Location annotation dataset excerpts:
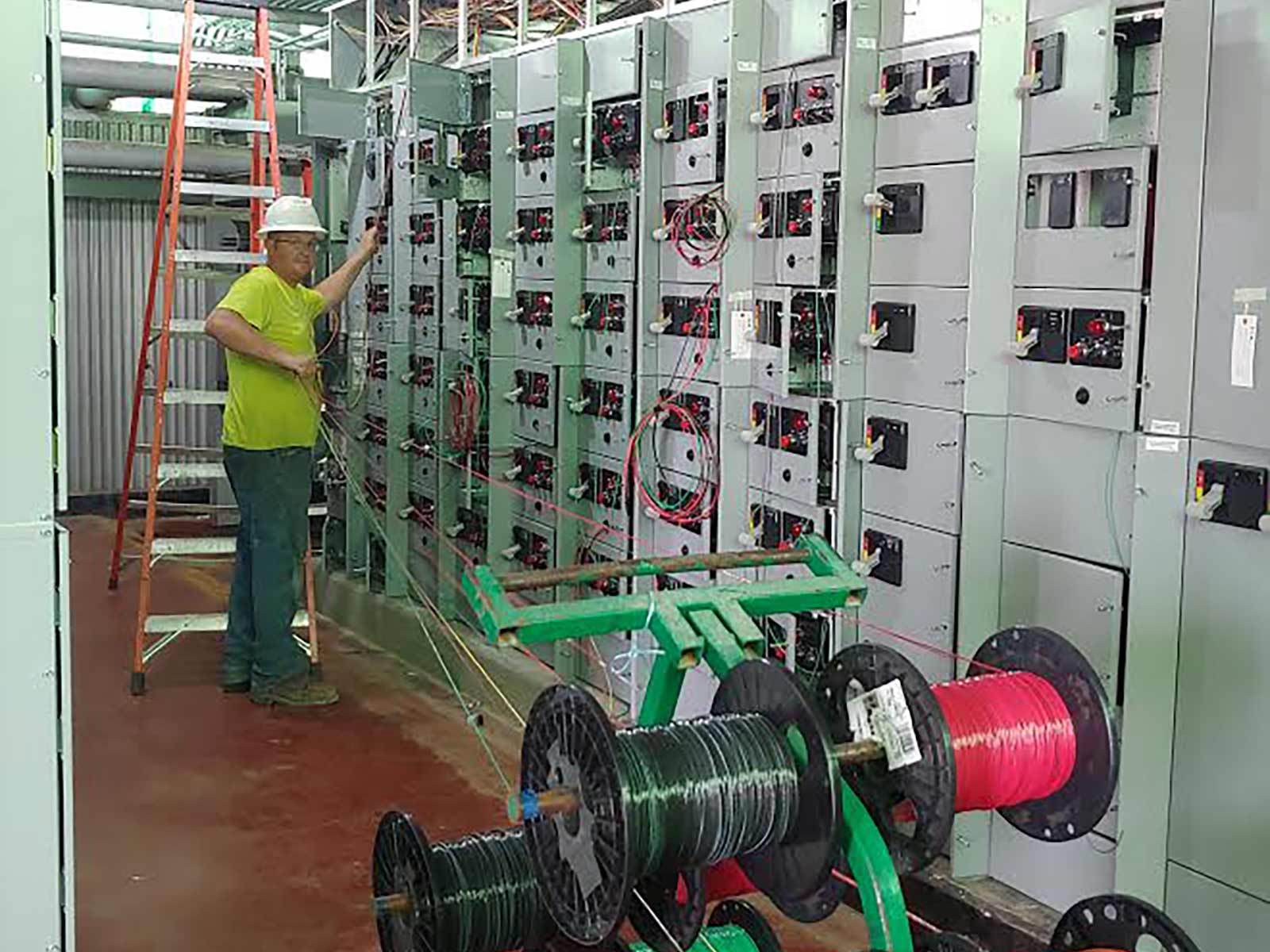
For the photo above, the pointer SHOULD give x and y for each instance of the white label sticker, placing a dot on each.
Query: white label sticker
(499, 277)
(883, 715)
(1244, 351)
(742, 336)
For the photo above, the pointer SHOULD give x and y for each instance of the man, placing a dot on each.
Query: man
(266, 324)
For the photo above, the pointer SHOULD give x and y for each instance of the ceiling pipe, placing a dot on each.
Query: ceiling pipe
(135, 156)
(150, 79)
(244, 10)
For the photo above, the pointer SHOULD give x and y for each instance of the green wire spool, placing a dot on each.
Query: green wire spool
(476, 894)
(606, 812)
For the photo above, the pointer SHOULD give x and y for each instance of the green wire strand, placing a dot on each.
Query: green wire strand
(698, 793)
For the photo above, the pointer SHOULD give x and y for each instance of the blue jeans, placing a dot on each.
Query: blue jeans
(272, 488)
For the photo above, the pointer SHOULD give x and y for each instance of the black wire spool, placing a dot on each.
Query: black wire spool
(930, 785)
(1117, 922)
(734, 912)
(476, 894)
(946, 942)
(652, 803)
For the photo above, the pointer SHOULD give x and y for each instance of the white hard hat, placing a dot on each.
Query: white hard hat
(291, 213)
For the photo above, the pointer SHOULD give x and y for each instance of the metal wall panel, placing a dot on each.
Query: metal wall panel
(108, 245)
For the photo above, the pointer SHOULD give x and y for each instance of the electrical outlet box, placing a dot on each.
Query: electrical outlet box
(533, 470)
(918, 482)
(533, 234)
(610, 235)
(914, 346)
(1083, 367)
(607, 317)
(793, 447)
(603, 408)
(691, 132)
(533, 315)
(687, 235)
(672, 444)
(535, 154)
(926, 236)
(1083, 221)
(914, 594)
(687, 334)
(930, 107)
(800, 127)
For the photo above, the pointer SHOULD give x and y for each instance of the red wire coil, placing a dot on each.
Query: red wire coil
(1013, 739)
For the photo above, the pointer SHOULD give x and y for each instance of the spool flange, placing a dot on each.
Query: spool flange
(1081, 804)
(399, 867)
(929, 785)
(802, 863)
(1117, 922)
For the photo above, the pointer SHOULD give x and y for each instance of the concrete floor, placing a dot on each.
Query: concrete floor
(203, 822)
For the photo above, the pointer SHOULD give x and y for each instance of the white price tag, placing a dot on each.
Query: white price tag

* [EXERCISE TASK]: Can you return, word for word, the records starting at the line containing "coil, placing a dot on each." and ending with the last line of the records?

* [TASK RESPONSE]:
For the photo above, the pointer SHOULD give x and y for each instance of the red wire coil, placing a dot on each.
Query: red wire coil
(1013, 739)
For the photo above, the pointer SHOULD give x and y for each instance of the spool flange, placing a dot on each.
Query: spool flange
(1081, 804)
(399, 867)
(929, 785)
(802, 863)
(1117, 922)
For the photo above, the pointer SHOULD give x and y for each instance of the concrete floor, placing a dot on each.
Query: concrete floor
(203, 822)
For the photo above, the pointer SHOULD give x and y for each instance of the white price tag, placing a dot on each.
Query: white price tag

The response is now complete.